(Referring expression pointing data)
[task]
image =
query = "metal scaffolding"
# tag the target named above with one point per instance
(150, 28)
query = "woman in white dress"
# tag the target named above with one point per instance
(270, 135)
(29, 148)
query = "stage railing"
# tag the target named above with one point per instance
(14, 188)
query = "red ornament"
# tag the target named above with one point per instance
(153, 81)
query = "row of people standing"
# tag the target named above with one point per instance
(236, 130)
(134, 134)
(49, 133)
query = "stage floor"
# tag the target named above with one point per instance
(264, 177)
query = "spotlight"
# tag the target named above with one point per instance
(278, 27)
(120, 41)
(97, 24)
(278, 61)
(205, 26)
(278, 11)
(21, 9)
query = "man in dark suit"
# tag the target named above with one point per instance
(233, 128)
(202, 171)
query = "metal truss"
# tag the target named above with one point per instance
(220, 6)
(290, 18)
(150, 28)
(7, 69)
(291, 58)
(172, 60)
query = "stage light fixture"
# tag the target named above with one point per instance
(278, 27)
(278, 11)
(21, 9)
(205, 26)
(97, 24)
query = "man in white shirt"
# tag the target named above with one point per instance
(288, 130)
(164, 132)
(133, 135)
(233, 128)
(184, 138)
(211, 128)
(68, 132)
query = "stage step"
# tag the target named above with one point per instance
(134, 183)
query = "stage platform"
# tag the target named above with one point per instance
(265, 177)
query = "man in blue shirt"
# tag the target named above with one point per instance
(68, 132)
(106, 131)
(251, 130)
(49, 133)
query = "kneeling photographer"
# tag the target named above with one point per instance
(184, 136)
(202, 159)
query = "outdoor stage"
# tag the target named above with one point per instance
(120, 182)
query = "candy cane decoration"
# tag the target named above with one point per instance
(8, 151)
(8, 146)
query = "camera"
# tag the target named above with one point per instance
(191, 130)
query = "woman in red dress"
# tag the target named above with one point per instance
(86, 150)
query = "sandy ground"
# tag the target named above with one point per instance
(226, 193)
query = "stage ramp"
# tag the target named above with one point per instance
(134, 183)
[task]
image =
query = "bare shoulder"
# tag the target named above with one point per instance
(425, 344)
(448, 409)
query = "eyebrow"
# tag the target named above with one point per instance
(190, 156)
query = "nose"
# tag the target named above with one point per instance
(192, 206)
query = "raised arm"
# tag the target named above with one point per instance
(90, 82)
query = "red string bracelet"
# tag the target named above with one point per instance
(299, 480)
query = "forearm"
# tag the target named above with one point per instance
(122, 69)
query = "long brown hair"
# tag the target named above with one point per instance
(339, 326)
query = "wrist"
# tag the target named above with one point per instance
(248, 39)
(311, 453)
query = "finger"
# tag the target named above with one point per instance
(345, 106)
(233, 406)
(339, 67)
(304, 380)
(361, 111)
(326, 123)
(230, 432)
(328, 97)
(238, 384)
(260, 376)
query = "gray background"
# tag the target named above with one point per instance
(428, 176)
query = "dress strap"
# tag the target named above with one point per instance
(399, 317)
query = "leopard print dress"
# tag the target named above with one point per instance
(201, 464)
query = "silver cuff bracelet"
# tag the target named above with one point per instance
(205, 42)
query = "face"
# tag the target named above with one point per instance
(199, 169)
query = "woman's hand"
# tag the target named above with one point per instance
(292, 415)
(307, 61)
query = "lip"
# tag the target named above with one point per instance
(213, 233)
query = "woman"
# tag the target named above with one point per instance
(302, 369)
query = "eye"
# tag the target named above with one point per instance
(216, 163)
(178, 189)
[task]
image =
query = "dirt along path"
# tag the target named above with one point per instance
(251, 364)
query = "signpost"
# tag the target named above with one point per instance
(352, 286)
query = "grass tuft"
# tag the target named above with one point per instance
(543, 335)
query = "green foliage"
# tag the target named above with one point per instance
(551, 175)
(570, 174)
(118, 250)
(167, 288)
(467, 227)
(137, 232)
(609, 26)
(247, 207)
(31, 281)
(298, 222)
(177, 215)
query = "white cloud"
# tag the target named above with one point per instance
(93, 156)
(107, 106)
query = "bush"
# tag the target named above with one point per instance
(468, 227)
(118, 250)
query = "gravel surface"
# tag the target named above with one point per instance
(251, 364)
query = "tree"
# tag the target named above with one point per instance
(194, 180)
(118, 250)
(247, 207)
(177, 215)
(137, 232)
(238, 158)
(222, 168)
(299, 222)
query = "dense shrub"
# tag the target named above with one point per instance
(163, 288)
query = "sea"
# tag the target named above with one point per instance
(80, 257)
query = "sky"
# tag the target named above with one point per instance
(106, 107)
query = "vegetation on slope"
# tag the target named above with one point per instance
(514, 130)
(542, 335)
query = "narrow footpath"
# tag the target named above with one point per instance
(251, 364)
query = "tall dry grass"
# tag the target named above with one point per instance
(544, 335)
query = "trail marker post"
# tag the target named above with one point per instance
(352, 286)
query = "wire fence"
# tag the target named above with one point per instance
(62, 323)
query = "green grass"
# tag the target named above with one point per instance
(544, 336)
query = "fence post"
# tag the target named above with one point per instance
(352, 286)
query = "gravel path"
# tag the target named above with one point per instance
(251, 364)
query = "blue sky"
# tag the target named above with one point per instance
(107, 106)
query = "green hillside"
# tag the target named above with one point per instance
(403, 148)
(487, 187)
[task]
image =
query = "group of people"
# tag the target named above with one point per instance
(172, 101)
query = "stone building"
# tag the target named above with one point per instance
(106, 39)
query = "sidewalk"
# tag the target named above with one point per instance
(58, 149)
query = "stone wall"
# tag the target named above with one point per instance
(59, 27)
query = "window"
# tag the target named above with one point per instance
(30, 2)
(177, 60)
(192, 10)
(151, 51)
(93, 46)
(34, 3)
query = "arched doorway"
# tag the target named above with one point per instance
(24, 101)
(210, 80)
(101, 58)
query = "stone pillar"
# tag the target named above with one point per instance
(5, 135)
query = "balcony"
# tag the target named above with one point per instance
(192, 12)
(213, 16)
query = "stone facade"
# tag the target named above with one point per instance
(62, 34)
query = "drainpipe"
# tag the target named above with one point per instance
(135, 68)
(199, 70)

...

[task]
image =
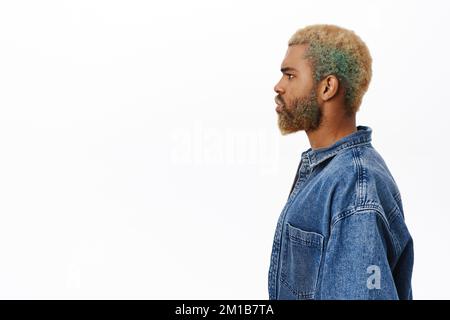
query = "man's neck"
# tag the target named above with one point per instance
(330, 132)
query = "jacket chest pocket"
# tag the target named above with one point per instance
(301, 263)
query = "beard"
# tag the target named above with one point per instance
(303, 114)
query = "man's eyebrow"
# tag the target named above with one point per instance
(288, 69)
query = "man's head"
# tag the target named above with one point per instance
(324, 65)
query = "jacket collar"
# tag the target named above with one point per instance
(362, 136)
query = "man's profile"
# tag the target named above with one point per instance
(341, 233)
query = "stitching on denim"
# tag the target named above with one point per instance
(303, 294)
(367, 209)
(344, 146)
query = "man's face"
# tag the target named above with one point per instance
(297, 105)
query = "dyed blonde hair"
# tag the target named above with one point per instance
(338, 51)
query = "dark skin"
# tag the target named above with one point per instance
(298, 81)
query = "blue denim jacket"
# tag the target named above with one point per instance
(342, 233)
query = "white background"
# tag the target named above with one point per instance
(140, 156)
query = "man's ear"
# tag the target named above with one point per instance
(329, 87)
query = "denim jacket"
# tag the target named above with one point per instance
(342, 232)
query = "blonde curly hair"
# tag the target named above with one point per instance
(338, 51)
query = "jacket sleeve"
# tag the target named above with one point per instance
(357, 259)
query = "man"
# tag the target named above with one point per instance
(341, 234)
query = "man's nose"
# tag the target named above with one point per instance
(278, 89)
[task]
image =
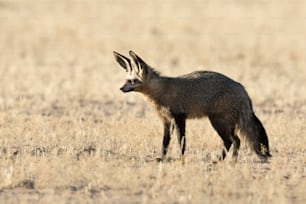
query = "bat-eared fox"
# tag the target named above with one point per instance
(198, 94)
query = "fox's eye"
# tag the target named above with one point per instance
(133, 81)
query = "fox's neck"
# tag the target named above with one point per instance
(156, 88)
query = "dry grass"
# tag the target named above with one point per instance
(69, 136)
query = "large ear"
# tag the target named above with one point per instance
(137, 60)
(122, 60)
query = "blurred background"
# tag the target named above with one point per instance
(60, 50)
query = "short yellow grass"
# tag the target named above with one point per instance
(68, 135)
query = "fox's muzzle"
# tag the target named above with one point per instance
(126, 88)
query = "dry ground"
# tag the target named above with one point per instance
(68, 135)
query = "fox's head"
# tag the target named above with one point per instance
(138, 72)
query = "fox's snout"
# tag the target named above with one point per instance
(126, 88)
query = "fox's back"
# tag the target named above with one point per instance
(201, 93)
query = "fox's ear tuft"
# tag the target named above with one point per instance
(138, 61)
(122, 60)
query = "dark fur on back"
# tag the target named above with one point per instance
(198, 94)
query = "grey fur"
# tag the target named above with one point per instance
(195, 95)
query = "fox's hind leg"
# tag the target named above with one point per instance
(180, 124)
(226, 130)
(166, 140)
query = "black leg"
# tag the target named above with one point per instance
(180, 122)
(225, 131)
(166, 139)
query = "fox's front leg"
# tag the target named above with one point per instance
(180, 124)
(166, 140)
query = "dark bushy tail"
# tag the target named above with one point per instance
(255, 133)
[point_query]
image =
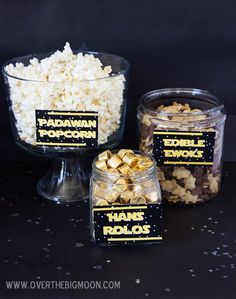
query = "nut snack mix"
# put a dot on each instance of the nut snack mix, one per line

--

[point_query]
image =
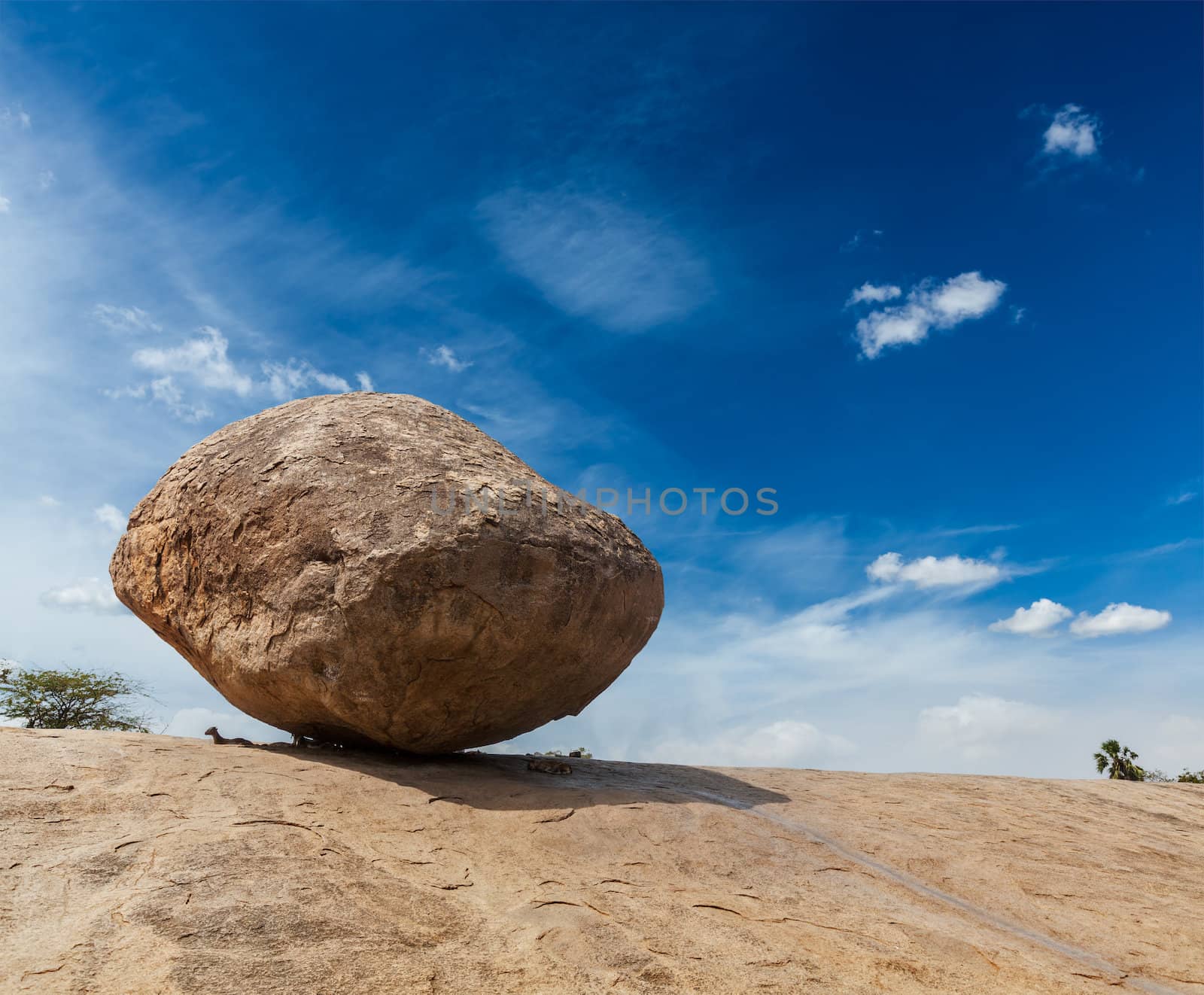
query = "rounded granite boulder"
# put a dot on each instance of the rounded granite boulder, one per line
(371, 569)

**Problem:** Check each line above for "bracelet" and state how many match, answering with only the number.

**Response for this exercise:** 2